- Tarefas do exercício:
**1)** Reescreva em forma de lista, de modo mais breve, o parágrafo do texto sobre o restauro no Benim que começa com "Há quase três anos", mantendo suas informações principais.
**2)** Indique se cada afirmação está de acordo com o texto sobre o restauro no Benim. Responda sim ou não e cite as palavras do texto que decidem a resposta.
(a) Em Porto Novo existem cerca de 500 edificações construídas por ex-escravos brasileiros.
(b) Hoje em dia, a língua oficial do Benim é o português.
(c) O curso do Instituto Federal de Minas Gerais começou em 2015.
**3)** Redigite com exatidão o trecho do texto sobre o restauro no Benim, começando em "Grande Mesquita de" e seguindo até "de cursos especializados.".

- Texto fornecido:
%%

Projeto de restauro busca preservar arquitetura no Benim
por Regina Sá

 

Grande Mesquita de Porto Novo, Benim: exemplo de arquitetura com forte influência do barroco brasileiro (Foto: Reprodução)

 

Quem visita o Benim mas não conhece profundamente sua história, nem imagina que ali se formou uma comunidade afro-brasileira que influenciaria e muito a arquitetura local. Na capital, Porto Novo, existem cerca de 500 edificações construídas por ex-escravos brasileiros, os agudás, reconhecidos pelo sobrenome de origem portuguesa, embora hoje em dia a língua oficial do país seja o francês.

 

Há quase três anos, um projeto de cooperação entre Brasil, França e Benim vem sendo tocado por estes países. O foco é investir na conservação e restauro dos casarões e prédios erguidos pelos ex-cativos repatriados para a África há mais de 200 anos e preparar jovens que se interessem em patrimônio a partir de cursos especializados.

 

O Curso de Conservação e Restauração do Instituto Federal de Minas Gerais, de capacitação na área de patrimônio histórico, começou em 2012 na capital do país africano e, desde então, vem formando estudantes no ofício de restauração arquitetônica. A missão de recuperar cerca de 500 prédios na capital do Benim ficou a cargo do professor Alexandre Mascarenhas, de Minas Gerais, que ministra aulas e sai nas ruas com as turmas.

%%

- Dados fornecidos:
%%

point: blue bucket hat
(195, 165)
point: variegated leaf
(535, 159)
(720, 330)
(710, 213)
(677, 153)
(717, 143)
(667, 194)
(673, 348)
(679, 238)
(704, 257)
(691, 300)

%%

- Resultados:
**1)**
- Há quase três anos, Brasil, França e Benim tocam um projeto de cooperação.
- O projeto investe na conservação e no restauro dos casarões e prédios erguidos pelos ex-cativos repatriados para a África há mais de 200 anos.
- O projeto também prepara, por meio de cursos especializados, jovens interessados em patrimônio.

**2)**
(a) Sim: "Na capital, Porto Novo, existem cerca de 500 edificações construídas por ex-escravos brasileiros".
(b) Não: "hoje em dia a língua oficial do país seja o francês".
(c) Não: "começou em 2012 na capital do país africano".

**3)**
Grande Mesquita de Porto Novo, Benim: exemplo de arquitetura com forte influência do barroco brasileiro (Foto: Reprodução)

 

Quem visita o Benim mas não conhece profundamente sua história, nem imagina que ali se formou uma comunidade afro-brasileira que influenciaria e muito a arquitetura local. Na capital, Porto Novo, existem cerca de 500 edificações construídas por ex-escravos brasileiros, os agudás, reconhecidos pelo sobrenome de origem portuguesa, embora hoje em dia a língua oficial do país seja o francês.

 

Há quase três anos, um projeto de cooperação entre Brasil, França e Benim vem sendo tocado por estes países. O foco é investir na conservação e restauro dos casarões e prédios erguidos pelos ex-cativos repatriados para a África há mais de 200 anos e preparar jovens que se interessem em patrimônio a partir de cursos especializados.